-- BEGIN Text shown --
Last month I gave a general rundown of tape techniques for 'musique concrete' and suggested a few experiments. Now I would like to expand on one of the areas that often gives people the most trouble. There is nothing terrifyingly difficult about editing, but it can seem daunting until you've had a bit of practice.

If you're going to do much tape work then it's worth getting yourself the right sort of kit for it. While there are various fancy splicing machines on the market, there is no substitute for the good old EMI block. If you can't get one anywhere else, you can get the ¼" tape splicing block by post from Turnkey Ltd., (Contact Details) for £3.80 including post and packing. Turnkey also supply splicing tape, leader tape, china-graph pencils and single-edge razor blades, all of which you will need (don't try to use ordinary razor blades if you value your fingers!). You will also find a ruler useful.

Having got your kit assembled, how do you go about it? Let us take a specific example. Suppose you have recorded a number of sounds in succession (it doesn't matter what they are for the moment) and you want to isolate two of them and then join them together. It is always a good idea to record sounds at the highest available speed as it makes editing much easier — a quarter inch of tape lasts 1/15th second at 3¾ inches per second (which can be quite a lot), 1/30th second at 7½ and 1/60th second at 15; 1/10th second (a significant amount) takes up 1½ inches at 15, ¾ inch at 7½ and ⅜ inch at 3¾ — little bits of tape are less terrifyingly little at higher speeds!

Particularly when starting, try and keep the lengths of tape as large as possible by selecting higher speeds. First, you will need to get the tape in contact with the playback head without engaging the capstan. The arrangements for this vary on different machines and I discussed this in last month's article. Get the tape in approximately the right position for the beginning of the sound you want and, grasping a spool in each hand and keeping the tape fairly taught across the heads, rock it back and forth, and if you have chosen the right spot you should hear the sound starting and stopping. For your first attempts, use a sound with a very clear attack (e.g. a percussive sound, piano or guitar) and move onto the trickier ones when you have a bit more experience. You will find it easier to locate the sound if you keep the tape moving quickly in each direction and try to get the attack in the middle of the swing. Start with a wide swing from side to side and gradually narrow it down, keeping the movements quick and the attack in the centre of the swing, and gradually "home in" on the sound until you have it exactly on the head. You will find that you need to practice a bit to get the hang of it, but after a little while it will become quite easy.
-- END Text shown --
-- BEGIN Supplied entries --
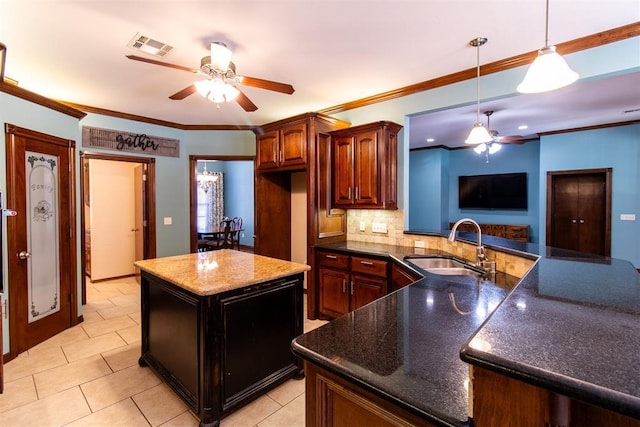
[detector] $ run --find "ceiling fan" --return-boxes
[127,42,295,112]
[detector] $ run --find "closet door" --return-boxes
[547,169,611,256]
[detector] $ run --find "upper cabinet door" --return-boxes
[332,137,355,206]
[279,123,307,167]
[354,132,380,205]
[331,122,402,209]
[256,130,278,170]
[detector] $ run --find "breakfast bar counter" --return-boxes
[135,249,309,426]
[292,236,640,427]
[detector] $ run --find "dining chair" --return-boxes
[231,216,242,250]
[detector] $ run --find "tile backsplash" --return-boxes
[347,209,535,277]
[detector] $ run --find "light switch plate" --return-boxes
[371,222,387,233]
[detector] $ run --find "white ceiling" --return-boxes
[0,0,640,146]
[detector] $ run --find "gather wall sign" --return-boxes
[82,126,180,157]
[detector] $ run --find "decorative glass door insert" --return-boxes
[25,151,60,323]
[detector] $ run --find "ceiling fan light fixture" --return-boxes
[517,0,579,93]
[211,42,231,74]
[473,143,487,154]
[194,77,240,104]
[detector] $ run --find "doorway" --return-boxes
[189,155,254,252]
[546,168,612,257]
[5,124,79,360]
[80,152,156,304]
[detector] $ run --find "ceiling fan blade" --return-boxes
[238,76,295,95]
[127,55,199,73]
[169,84,196,101]
[236,88,258,112]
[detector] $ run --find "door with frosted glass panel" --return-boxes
[5,125,78,356]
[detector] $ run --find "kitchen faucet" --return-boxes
[449,218,487,267]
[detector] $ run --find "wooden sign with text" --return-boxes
[82,126,180,157]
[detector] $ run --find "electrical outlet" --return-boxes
[371,222,387,233]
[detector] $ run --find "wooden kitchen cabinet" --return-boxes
[331,121,402,209]
[316,250,388,318]
[256,122,307,171]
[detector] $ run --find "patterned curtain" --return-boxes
[198,172,224,230]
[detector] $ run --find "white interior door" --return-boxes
[89,159,139,281]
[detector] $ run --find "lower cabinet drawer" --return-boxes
[351,256,387,277]
[317,252,349,270]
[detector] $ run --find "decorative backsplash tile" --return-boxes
[347,209,535,277]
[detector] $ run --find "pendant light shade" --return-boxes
[464,37,493,145]
[464,122,493,144]
[518,0,578,93]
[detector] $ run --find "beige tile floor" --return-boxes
[0,278,324,427]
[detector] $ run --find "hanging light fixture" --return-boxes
[473,110,502,163]
[518,0,578,93]
[464,37,493,144]
[197,162,218,193]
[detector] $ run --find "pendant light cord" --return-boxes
[544,0,549,47]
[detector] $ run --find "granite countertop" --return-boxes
[292,231,640,425]
[135,249,311,296]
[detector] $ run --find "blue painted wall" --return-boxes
[405,148,450,230]
[407,141,539,243]
[539,124,640,267]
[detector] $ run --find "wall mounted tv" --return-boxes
[458,172,527,210]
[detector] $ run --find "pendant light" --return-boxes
[518,0,578,93]
[464,37,493,144]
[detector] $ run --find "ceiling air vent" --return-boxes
[127,33,173,57]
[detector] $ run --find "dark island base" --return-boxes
[138,271,304,427]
-- END Supplied entries --
## Task requirements
Rewrite the part of the tape editing text that opens with the words containing "If you're going" and closes with "a ruler useful.", putting "straight edge" in place of "ruler".

## Task answer
If you're going to do much tape work then it's worth getting yourself the right sort of kit for it. While there are various fancy splicing machines on the market, there is no substitute for the good old EMI block. If you can't get one anywhere else, you can get the ¼" tape splicing block by post from Turnkey Ltd., (Contact Details) for £3.80 including post and packing. Turnkey also supply splicing tape, leader tape, china-graph pencils and single-edge razor blades, all of which you will need (don't try to use ordinary razor blades if you value your fingers!). You will also find a straight edge useful.